[START Material to process]
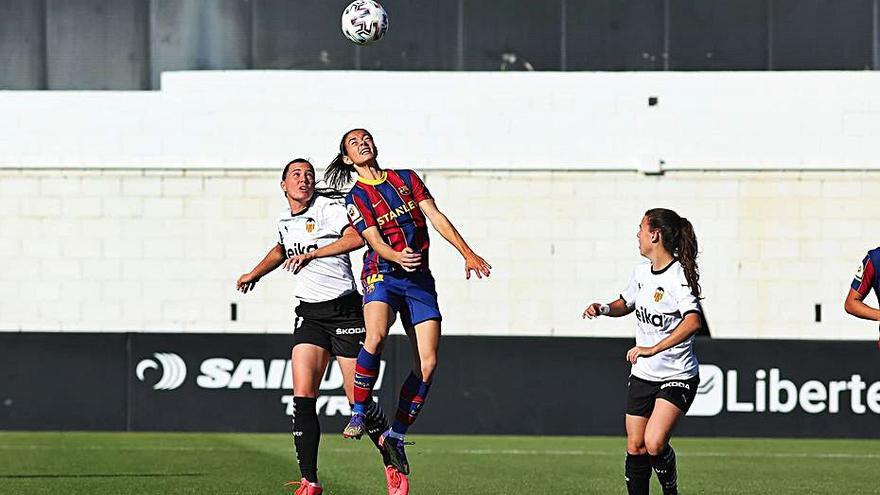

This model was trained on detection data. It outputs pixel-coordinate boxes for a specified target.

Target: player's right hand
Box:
[235,273,260,294]
[396,247,422,272]
[583,303,602,320]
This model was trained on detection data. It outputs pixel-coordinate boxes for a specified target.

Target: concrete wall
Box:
[0,168,880,339]
[0,71,880,171]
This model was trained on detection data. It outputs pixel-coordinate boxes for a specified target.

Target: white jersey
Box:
[620,260,702,382]
[278,194,357,303]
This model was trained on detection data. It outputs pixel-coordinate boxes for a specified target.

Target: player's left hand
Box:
[464,253,492,280]
[284,253,315,275]
[626,346,654,364]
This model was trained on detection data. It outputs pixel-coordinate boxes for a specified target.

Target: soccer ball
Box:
[342,0,388,45]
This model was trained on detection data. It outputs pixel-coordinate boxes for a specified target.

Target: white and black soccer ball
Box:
[342,0,388,45]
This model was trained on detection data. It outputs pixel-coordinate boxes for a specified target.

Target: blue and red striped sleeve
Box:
[400,170,434,204]
[851,253,877,296]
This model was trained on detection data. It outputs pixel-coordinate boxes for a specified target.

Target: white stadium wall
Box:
[0,71,880,339]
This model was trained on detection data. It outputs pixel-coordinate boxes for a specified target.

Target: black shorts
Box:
[293,291,367,358]
[626,375,700,418]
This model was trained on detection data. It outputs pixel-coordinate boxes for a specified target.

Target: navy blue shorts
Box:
[363,271,442,327]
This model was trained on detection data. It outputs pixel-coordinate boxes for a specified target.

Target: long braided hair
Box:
[645,208,701,298]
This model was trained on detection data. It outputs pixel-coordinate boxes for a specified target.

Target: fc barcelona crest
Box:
[654,287,666,302]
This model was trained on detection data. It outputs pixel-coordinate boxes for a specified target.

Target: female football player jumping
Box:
[237,159,409,495]
[584,208,702,495]
[324,129,491,474]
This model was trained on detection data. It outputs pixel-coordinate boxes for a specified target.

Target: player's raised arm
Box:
[843,289,880,321]
[235,244,285,294]
[583,298,633,320]
[843,249,880,321]
[419,199,492,279]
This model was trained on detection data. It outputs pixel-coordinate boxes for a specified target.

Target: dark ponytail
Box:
[645,208,701,298]
[324,129,369,191]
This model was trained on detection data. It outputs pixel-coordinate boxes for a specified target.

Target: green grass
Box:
[0,432,880,495]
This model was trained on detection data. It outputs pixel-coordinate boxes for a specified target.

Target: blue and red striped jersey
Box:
[851,247,880,300]
[345,170,432,279]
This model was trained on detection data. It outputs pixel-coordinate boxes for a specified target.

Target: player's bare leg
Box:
[342,301,395,439]
[382,320,440,474]
[626,414,651,495]
[645,399,682,495]
[287,344,330,495]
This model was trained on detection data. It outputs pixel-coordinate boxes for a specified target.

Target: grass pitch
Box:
[0,432,880,495]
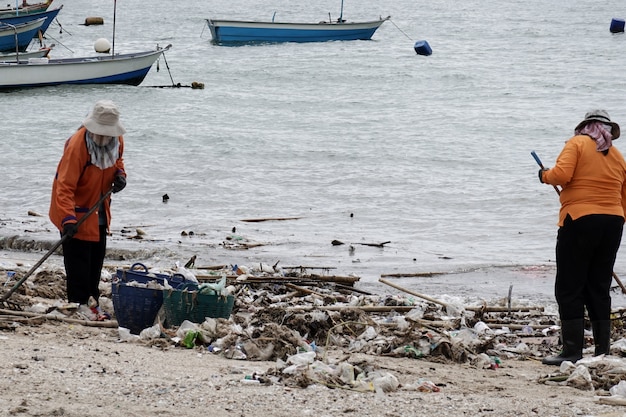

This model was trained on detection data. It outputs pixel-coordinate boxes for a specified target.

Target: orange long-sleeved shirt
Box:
[542,135,626,226]
[49,127,126,242]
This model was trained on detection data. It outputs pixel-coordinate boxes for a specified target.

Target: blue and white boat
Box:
[206,16,390,44]
[0,5,63,37]
[0,45,171,90]
[0,17,46,52]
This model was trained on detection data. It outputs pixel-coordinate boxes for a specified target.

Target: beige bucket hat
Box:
[83,100,126,136]
[574,110,620,140]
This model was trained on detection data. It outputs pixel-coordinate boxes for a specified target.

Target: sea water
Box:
[0,0,626,303]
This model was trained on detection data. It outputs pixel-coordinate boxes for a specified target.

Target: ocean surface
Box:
[0,0,626,305]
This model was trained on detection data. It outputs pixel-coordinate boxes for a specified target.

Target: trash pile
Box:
[0,263,626,392]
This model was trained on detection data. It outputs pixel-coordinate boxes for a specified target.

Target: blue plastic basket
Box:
[116,262,170,285]
[163,290,235,327]
[111,281,163,334]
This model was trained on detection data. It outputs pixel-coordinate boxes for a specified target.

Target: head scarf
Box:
[85,131,120,169]
[574,122,613,152]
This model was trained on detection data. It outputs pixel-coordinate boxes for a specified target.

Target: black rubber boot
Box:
[541,319,585,366]
[591,320,611,356]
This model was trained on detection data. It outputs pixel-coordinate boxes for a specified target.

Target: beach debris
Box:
[241,217,302,223]
[6,258,626,395]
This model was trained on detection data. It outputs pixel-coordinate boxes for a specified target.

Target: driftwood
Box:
[0,309,118,328]
[283,265,337,271]
[194,265,228,271]
[596,395,626,405]
[241,217,302,223]
[378,278,448,307]
[353,240,391,248]
[285,284,328,298]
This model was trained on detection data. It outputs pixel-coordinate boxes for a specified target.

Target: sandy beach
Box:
[0,247,625,416]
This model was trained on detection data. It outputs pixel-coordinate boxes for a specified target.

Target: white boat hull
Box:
[0,46,170,89]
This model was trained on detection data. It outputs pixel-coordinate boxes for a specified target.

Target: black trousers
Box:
[555,214,624,321]
[63,226,106,304]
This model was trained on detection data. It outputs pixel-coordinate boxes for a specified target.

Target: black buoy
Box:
[413,41,433,56]
[610,19,625,33]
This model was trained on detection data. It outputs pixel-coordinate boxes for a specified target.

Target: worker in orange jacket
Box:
[539,110,626,365]
[49,100,126,320]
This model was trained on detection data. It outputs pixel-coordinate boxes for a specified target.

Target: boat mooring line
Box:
[45,34,74,53]
[389,19,413,40]
[148,52,204,90]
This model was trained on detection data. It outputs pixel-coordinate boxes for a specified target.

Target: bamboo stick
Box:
[464,306,544,313]
[0,309,118,328]
[380,272,444,278]
[287,305,415,313]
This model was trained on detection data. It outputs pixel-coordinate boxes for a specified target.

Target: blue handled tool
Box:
[530,151,626,294]
[530,151,561,195]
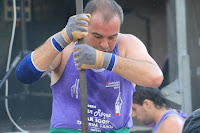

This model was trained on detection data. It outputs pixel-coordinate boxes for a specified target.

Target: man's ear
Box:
[143,99,152,110]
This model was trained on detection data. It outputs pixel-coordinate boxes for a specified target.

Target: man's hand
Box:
[73,44,116,71]
[61,14,91,43]
[51,14,91,52]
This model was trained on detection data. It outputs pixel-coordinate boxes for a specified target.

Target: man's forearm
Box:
[33,38,59,70]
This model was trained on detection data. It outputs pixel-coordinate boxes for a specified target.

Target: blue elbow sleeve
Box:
[15,52,45,84]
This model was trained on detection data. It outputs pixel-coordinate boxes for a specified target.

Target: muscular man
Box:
[132,87,187,133]
[16,0,163,133]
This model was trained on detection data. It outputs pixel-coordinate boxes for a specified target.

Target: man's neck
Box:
[154,107,170,124]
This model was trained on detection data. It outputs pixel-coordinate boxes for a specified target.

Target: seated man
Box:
[132,87,186,133]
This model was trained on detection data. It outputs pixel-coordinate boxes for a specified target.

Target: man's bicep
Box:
[125,37,157,65]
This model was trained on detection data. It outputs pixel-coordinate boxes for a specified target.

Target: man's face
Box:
[132,103,153,125]
[85,12,120,52]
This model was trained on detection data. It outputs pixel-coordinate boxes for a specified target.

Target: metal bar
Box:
[175,0,192,114]
[76,0,88,133]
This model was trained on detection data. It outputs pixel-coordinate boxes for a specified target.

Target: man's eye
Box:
[95,36,101,38]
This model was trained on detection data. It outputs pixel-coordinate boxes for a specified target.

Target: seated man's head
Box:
[132,87,168,125]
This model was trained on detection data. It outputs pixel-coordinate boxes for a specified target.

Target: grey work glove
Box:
[54,14,91,48]
[73,44,116,71]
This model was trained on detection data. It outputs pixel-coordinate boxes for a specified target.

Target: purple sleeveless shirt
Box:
[152,110,187,133]
[51,44,135,132]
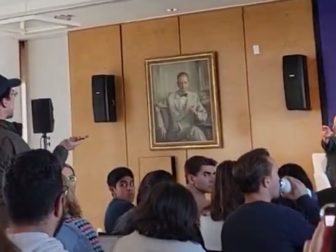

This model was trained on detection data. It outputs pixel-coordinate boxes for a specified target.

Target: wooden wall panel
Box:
[69,26,127,227]
[180,8,251,161]
[122,17,186,181]
[244,0,321,177]
[69,0,321,227]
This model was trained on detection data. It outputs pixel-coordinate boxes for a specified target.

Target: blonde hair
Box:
[62,175,82,217]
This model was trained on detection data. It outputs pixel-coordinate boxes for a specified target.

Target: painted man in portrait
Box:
[155,72,208,142]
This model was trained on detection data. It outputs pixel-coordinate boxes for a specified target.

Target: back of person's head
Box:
[210,160,244,221]
[136,170,175,205]
[62,175,82,218]
[135,182,202,243]
[233,148,272,193]
[184,156,217,176]
[107,167,134,187]
[278,163,313,191]
[4,150,64,225]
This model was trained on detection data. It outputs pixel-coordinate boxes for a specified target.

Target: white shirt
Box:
[200,214,224,251]
[113,231,205,252]
[7,232,67,252]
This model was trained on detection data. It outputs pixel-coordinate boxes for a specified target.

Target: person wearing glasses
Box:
[3,149,66,252]
[104,167,134,234]
[55,164,103,252]
[0,75,86,228]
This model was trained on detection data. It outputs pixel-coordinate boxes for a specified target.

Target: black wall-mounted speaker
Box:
[91,75,117,122]
[31,98,54,133]
[282,54,310,110]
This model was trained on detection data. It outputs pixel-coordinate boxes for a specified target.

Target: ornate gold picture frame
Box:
[145,52,222,149]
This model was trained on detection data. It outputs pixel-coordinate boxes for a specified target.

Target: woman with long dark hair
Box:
[113,182,204,252]
[200,161,244,251]
[56,165,103,252]
[112,170,175,236]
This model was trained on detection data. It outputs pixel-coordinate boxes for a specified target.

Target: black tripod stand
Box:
[40,133,50,150]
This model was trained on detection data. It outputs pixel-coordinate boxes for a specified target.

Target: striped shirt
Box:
[56,216,103,252]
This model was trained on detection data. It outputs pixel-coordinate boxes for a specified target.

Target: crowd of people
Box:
[0,71,336,252]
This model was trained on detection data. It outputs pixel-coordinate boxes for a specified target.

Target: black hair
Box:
[136,170,175,205]
[3,149,63,225]
[233,148,272,193]
[210,160,244,221]
[107,167,134,187]
[134,182,202,244]
[0,88,11,105]
[184,156,217,176]
[278,163,313,191]
[62,163,76,176]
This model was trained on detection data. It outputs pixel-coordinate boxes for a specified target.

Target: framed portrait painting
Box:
[145,52,221,149]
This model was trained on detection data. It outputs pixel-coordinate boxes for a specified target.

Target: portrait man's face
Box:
[177,75,189,93]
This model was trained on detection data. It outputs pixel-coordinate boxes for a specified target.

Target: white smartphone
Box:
[320,203,336,227]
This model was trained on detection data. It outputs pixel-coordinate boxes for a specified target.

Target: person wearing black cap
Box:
[0,75,85,227]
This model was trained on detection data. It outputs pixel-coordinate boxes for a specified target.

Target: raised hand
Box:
[60,135,89,151]
[321,125,334,142]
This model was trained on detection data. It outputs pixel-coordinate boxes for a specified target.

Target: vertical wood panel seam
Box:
[177,16,188,159]
[119,25,129,167]
[242,7,254,149]
[177,16,182,55]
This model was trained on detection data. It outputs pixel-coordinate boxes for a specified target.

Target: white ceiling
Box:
[0,0,276,36]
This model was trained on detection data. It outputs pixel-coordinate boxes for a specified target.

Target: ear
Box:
[0,97,10,108]
[261,176,271,188]
[187,174,195,184]
[54,194,65,218]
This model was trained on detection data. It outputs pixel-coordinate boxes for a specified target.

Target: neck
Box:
[0,109,8,120]
[244,192,272,203]
[8,224,54,236]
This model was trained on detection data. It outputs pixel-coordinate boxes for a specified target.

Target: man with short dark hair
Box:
[0,75,84,227]
[155,72,208,142]
[222,149,314,252]
[104,167,134,234]
[184,156,217,213]
[3,150,66,252]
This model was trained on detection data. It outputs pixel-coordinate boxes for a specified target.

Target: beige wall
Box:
[69,0,321,227]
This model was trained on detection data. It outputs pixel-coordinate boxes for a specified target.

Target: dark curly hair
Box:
[134,182,203,244]
[210,160,244,221]
[3,150,63,225]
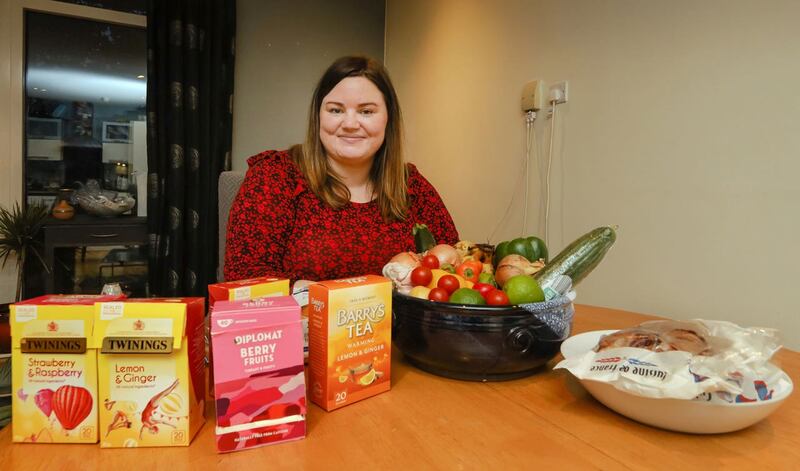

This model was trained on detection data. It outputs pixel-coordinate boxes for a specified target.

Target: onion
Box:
[426,244,461,267]
[494,254,544,287]
[382,252,420,294]
[389,252,420,267]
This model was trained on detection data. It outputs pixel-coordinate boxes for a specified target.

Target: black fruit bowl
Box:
[392,293,575,381]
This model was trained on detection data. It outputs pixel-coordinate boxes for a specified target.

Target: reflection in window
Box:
[25,12,147,215]
[56,0,147,15]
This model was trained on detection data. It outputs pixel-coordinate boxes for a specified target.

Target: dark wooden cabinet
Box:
[42,214,148,294]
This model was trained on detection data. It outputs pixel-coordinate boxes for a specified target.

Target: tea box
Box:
[94,298,205,448]
[211,296,306,452]
[308,275,392,411]
[208,276,289,309]
[10,295,121,443]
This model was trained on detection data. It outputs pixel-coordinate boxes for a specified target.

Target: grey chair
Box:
[217,171,244,281]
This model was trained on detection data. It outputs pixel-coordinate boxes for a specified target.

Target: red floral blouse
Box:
[225,151,458,281]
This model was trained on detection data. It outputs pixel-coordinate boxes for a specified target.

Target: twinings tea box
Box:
[95,298,205,448]
[211,296,306,452]
[11,295,126,443]
[208,276,289,308]
[308,275,392,411]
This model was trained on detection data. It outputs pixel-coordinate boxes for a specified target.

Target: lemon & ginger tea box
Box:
[308,275,392,411]
[94,298,205,448]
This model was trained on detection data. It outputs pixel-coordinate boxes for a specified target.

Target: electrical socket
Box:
[522,80,544,112]
[547,80,569,105]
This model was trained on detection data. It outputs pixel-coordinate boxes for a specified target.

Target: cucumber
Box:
[533,226,617,287]
[411,224,436,253]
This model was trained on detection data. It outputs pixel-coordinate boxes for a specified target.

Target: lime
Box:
[448,288,486,304]
[503,275,544,304]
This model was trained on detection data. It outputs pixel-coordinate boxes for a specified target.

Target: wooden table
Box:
[0,305,800,471]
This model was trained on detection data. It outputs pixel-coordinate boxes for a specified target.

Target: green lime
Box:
[506,275,544,304]
[448,288,486,304]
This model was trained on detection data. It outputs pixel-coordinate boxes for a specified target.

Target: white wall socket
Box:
[522,80,544,112]
[547,80,569,105]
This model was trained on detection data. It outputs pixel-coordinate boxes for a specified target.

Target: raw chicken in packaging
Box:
[556,320,783,403]
[211,296,306,452]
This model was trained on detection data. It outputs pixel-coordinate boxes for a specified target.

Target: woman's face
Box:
[319,77,389,165]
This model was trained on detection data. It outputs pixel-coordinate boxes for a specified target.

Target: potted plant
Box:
[0,203,50,301]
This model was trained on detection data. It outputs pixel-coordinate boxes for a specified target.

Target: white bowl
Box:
[561,330,793,433]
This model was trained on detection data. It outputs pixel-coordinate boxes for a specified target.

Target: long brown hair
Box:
[290,56,408,221]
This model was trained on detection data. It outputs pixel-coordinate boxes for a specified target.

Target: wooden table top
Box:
[0,305,800,471]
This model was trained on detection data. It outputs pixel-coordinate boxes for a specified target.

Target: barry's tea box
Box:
[308,275,392,411]
[211,296,306,452]
[11,295,121,443]
[95,298,205,448]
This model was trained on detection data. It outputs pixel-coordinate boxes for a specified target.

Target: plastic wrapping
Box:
[556,320,782,402]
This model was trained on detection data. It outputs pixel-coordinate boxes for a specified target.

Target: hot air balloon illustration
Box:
[END Material to process]
Prompt: Arrange the lines from the very beginning through the one containing "[583,303,602,320]" as a JSON list of strings, one string per line, with blank lines skipped. Leave the pictures out of the answer.

Response:
[
  "This model was trained on detection data. It outputs pixel-coordinate boxes for a specified target.",
  "Target: player's right hand",
  "Box:",
  "[235,273,260,294]",
  "[396,247,422,272]",
  "[583,303,602,320]"
]